## start MATERIAL FOR THE TASK

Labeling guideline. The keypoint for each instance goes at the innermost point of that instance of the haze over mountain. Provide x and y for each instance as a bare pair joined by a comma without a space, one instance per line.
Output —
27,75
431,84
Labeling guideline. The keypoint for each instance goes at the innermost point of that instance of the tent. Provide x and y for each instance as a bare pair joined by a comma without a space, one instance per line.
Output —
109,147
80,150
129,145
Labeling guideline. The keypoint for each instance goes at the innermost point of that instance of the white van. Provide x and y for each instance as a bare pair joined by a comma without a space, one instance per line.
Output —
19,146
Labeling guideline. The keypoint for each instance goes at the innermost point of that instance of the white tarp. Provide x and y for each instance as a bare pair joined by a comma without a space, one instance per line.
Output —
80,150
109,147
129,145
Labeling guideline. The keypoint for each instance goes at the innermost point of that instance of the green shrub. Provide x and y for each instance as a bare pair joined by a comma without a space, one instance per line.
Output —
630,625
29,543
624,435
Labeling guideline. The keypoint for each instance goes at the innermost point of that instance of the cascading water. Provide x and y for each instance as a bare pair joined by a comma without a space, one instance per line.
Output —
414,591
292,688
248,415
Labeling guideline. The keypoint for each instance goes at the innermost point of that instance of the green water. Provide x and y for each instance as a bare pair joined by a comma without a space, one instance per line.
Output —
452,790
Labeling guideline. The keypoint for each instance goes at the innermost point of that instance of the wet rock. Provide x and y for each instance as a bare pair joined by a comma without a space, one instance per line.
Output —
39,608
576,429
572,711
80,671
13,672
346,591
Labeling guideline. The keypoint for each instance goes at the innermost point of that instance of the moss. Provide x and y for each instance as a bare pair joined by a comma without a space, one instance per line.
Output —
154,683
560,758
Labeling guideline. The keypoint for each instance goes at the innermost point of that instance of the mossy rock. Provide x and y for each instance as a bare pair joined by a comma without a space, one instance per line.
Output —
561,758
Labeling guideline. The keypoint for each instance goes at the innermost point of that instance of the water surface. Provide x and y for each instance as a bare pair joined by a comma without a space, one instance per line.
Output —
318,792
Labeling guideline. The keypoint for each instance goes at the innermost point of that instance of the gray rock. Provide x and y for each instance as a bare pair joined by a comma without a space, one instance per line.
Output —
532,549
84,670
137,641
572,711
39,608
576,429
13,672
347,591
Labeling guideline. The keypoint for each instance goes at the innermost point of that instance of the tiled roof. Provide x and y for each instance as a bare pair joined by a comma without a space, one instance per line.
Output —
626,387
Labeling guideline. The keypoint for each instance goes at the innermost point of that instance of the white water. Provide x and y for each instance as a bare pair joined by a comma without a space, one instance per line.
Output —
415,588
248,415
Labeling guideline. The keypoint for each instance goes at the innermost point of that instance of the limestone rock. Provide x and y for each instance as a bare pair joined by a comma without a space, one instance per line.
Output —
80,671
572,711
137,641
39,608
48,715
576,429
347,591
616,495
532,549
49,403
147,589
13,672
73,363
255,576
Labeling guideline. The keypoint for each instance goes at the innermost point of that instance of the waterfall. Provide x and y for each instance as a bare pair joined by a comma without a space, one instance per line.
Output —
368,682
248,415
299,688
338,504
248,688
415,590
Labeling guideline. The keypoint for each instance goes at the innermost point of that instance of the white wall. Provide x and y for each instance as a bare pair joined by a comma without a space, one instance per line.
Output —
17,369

## end MATERIAL FOR THE TASK

EXERCISE INSTRUCTIONS:
Reproduce the listing above word for word.

EXERCISE RESULT:
Labeling guideline. The keypoint for each instance goes at the innermost point of that instance of the haze over mountain. Provide x and y for each instance as a bare pair joined by a comma without a space, one instance per line.
Output —
27,75
431,84
Labeling guideline. The keypoint for each instance goes at the innermost point of that instance of the tent. Provide x and y for each instance as a bare pair joined by a comma without a space, one instance per line.
Output —
109,147
80,150
129,145
Labeling guideline. The keypoint for each instance goes at the innermost point of that instance of the white van. Provide x and y for each instance as a bare pair joined by a comma without a space, one instance per line.
Output —
19,146
Labeling guideline. The keypoint for each instance goes at the innermost point of that instance of the white tarp. Provide x and y for each instance as a bare pair joined by a comma without a space, one instance per line.
Output —
80,150
109,147
129,145
Labeling guideline. The keypoint for each instance goes at the innermost point of that instance of the green shrub. Provide x and y for each instance as a bare pair joined by a comma without a space, one instance per line.
Output —
630,625
29,543
624,435
Labeling guideline. The keypoint for each instance goes at the innermost point of that instance of the cascading water. Provide x and y for each instance as a bare pair joined by a comma without a space, one instance per line.
Output —
414,591
292,688
248,415
Labeling guideline. The keypoint for each instance goes at the innermost point of that instance of the green water. Provide x and y for each instance as a bare pair joined by a comma without a space, one instance per line.
Output —
452,790
Labeling guideline. The keypoint for each instance goes at the innermost point of that instance of the wet rock. Provide x and y for each instance as a bare pair joined by a comma without a space, one instance per line.
Output —
39,608
576,429
572,711
80,671
13,672
346,591
Labeling guideline. The keypoint for each instance goes at the innermost point of that instance of the moss. Provide x and y for each instance as a bare pair joined by a comma without a space, one instance per line.
Output —
154,683
560,758
Labeling guideline. The keypoint for each instance goes at the innermost point of that instance of the mossy rock. Provide x and y for each instance as a bare pair joined by a comma without a space, one instance per line.
Output —
561,758
Labeling guideline. The keypoint for each instance goes at the innermost point of that instance of the water surface. Provide x and y for each instance as a bare pair joined by a comma without a space, one instance per line.
Output —
318,792
Labeling guideline. The keypoint for each instance goes at the innermost point of that instance of the gray rock. Provide x and y for each instance as a bare pair joined by a comma without a space, one instance per line.
Output —
532,549
84,670
137,641
572,711
39,608
576,429
13,672
347,591
Labeling guideline. The keypoint for each instance goes at the innermost point of that instance of the tiled roof. Provide x and y for each instance as a bare pair joined by a comma without a space, one instance per line.
Output —
626,387
Labeling guideline. The keypoint for each instance goes at the innermost point of that instance of the white water. Provide x and y for each instance as a bare pair joined by a comma without a space, one instance per line.
Output —
415,588
248,415
Labeling guideline. The keypoint for each instance goes at the innermost point of that instance of the limestone rock. Provide x and y for each instance as a bare pair joined by a comma without a space, one instance per line.
Output —
80,671
572,711
137,641
39,608
48,715
576,429
347,591
616,495
532,549
49,403
147,589
13,672
73,363
255,576
Labeling guideline. The keypoint for each instance goes at the innermost point of that instance of the waterfall. Provide x and y for each instance as a bare pair joined by a comma without a space, one instance per line.
Output —
368,682
248,415
299,688
338,504
248,688
415,590
Labeling guideline. The keypoint for each instance goes at the innermost point of that instance of the white wall. Provide x and y for each instance as a bare pair joined by a comma without a space, one instance per line.
Output —
17,369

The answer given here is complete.